* **TEXT PROVIDED**
※
After just eight months on the job, West Virginia Attorney General Patrick Morrisey's consumer director has resigned and gone back to her former law firm.

Michelle Gaston, who had headed the Consumer Protection Division since late January, returned last week to Steptoe & Johnson's law office in Charleston.

In her resignation letter, Gaston said she missed litigating cases, "as opposed to performing administrative duties" at the attorney general's office. Gaston, who made $105,000 a year, also commented she would have more time to spend with her family while working at her old law firm.

Other recent departures from Morrisey's office include investigators Gordon Ingold and Joe Crawford.

Ingold, who was Morrisey's chief investigator for the consumer office and public integrity unit, resigned Aug. 11 to take a job as a security officer for the Columbia Pipeline Group. Ingold left for a higher-paying job, according to his resignation letter.
※
* **PROVIDED DATA**
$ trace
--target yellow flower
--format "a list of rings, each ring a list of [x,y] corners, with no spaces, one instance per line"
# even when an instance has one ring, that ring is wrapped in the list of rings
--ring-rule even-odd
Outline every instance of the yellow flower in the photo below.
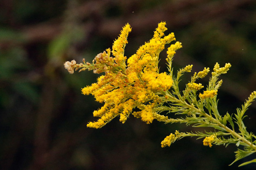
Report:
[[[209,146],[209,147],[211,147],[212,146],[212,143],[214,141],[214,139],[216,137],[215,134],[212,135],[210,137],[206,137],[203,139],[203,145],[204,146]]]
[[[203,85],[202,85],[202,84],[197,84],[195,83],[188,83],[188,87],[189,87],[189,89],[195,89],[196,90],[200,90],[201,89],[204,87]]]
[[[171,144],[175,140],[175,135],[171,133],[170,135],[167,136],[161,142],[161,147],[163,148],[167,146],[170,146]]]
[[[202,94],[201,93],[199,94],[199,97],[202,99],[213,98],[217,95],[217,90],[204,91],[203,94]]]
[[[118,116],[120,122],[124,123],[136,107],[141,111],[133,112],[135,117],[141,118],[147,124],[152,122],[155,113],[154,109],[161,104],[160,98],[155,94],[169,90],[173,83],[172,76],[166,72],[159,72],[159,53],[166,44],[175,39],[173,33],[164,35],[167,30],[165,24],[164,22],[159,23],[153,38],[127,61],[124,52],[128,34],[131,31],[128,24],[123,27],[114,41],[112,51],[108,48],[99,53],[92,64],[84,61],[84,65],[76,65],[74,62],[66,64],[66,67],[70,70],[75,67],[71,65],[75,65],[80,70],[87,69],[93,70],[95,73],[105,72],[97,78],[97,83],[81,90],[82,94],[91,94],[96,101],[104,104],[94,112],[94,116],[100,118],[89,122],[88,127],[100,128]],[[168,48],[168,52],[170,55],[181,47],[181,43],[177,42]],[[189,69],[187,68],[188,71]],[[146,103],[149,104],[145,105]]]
※
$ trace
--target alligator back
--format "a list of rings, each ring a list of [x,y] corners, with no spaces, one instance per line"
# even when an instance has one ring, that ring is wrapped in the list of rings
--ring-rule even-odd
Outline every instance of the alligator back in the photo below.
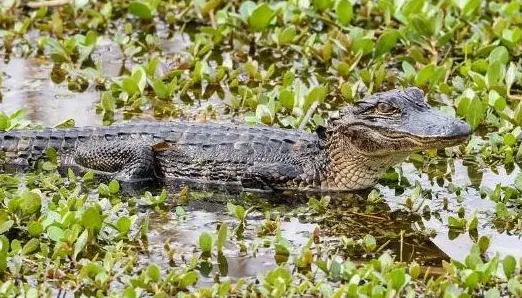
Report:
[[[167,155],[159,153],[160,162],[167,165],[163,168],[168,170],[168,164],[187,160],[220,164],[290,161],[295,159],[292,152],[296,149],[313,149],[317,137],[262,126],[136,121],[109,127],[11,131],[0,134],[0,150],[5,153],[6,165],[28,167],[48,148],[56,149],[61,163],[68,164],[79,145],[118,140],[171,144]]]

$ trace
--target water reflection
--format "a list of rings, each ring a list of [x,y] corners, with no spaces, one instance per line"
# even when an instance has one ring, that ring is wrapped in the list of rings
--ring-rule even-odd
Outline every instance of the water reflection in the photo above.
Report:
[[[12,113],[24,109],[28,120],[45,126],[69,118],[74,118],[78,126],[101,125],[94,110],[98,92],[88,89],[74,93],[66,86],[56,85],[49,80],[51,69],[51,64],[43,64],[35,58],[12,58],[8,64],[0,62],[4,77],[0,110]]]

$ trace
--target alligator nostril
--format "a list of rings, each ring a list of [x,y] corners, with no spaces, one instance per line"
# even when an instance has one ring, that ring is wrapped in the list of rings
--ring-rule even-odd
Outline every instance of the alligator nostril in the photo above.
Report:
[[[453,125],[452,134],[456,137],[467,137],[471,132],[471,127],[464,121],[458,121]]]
※
* **THE REQUEST**
In the text about departures from the West Virginia attorney general's office, what job did Gordon Ingold leave to take?

* **ANSWER TO THE TASK**
He took a job as a security officer for the Columbia Pipeline Group.